▶ _EXTRACT PROVIDED_:

= = = = = = =

Glenn Keeney, an active competitor from 1967 to 1975, competed in more than 300 tournaments. Glenn defeated many of the nation's best fighters such as Bill Wallace, Artis Simmons, Walt Bone, Johnny Castaldo, Woodrow Fairbanks, Parker Shelton, Ken Knudson, Flem Evans.
As a member of the 1971–1972 USKA World Champion Team, he traveled throughout Europe and Asia on two Good Will Tours. The 1971–72 Team went undefeated both years. In 2012 he was inducted into "Madison County's 100 Greatest Athletes".

= = = = = = =

▶ _RECORD SET_:

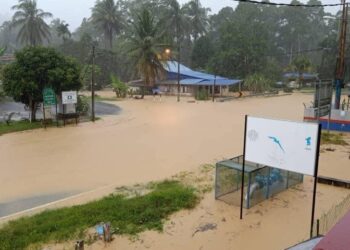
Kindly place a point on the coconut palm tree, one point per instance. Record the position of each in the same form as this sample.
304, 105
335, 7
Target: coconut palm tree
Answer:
198, 18
145, 47
107, 17
63, 31
2, 51
30, 20
175, 18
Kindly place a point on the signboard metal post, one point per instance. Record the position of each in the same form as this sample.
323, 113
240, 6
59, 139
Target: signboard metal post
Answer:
49, 100
243, 167
315, 180
290, 146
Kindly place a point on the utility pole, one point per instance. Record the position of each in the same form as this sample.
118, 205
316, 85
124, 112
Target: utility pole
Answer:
214, 88
178, 58
93, 85
340, 70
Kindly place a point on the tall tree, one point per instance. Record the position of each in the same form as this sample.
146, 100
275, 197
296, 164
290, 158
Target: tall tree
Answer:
106, 16
145, 47
36, 68
198, 18
63, 31
33, 29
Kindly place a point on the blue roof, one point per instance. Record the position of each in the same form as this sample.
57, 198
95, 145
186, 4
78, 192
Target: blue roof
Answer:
191, 77
295, 75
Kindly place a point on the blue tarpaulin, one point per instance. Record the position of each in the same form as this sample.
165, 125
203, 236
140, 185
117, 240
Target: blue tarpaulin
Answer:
191, 77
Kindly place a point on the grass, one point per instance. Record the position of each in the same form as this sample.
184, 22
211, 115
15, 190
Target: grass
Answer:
18, 126
127, 216
333, 138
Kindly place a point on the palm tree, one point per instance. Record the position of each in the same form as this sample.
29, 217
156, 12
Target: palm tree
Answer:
63, 31
145, 47
107, 17
198, 18
33, 29
175, 18
2, 51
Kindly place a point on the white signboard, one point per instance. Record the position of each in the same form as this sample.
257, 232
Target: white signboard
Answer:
285, 145
69, 97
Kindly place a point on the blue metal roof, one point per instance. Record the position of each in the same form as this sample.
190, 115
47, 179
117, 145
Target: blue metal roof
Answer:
295, 75
191, 77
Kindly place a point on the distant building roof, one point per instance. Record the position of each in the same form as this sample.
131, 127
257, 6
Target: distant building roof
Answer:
191, 77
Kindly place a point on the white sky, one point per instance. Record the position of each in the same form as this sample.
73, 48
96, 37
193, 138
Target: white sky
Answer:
73, 11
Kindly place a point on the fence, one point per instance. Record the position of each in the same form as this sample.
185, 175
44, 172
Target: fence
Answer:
328, 220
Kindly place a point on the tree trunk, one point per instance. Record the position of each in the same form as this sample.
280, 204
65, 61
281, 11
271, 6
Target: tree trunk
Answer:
32, 108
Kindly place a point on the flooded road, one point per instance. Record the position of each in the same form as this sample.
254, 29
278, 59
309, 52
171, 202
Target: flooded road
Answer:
149, 140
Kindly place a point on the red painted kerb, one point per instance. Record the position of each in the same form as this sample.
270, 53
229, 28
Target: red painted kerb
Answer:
338, 238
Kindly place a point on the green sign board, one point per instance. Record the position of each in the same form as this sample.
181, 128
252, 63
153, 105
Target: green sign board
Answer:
49, 97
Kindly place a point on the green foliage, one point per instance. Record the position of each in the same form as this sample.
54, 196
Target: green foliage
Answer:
83, 105
2, 51
202, 52
30, 20
333, 138
18, 126
63, 31
287, 90
120, 88
86, 76
202, 94
257, 83
145, 47
36, 68
127, 216
107, 17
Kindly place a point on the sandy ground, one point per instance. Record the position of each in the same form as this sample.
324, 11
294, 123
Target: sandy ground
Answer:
152, 140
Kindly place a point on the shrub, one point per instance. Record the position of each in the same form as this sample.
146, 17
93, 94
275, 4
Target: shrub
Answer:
120, 88
287, 90
257, 83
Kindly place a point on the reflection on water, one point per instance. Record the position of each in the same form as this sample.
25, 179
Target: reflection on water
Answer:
30, 202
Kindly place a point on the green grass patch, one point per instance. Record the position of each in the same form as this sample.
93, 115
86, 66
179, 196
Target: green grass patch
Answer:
333, 138
18, 126
127, 216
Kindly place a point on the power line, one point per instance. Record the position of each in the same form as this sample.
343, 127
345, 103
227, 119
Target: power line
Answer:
299, 52
289, 4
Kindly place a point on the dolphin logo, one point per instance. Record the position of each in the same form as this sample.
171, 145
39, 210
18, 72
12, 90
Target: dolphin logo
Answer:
275, 140
308, 141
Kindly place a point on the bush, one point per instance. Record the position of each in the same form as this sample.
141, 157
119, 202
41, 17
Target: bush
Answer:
257, 83
120, 88
287, 90
202, 95
83, 105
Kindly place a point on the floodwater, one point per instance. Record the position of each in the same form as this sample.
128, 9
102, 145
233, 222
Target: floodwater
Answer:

= = = = = = =

▶ _WORK TO BE COMPLETED_:
Return the passage from the Glenn Keeney text exactly, from "Glenn Keeney, an" up to and including "Knudson, Flem Evans.".

▶ _TASK RESPONSE_:
Glenn Keeney, an active competitor from 1967 to 1975, competed in more than 300 tournaments. Glenn defeated many of the nation's best fighters such as Bill Wallace, Artis Simmons, Walt Bone, Johnny Castaldo, Woodrow Fairbanks, Parker Shelton, Ken Knudson, Flem Evans.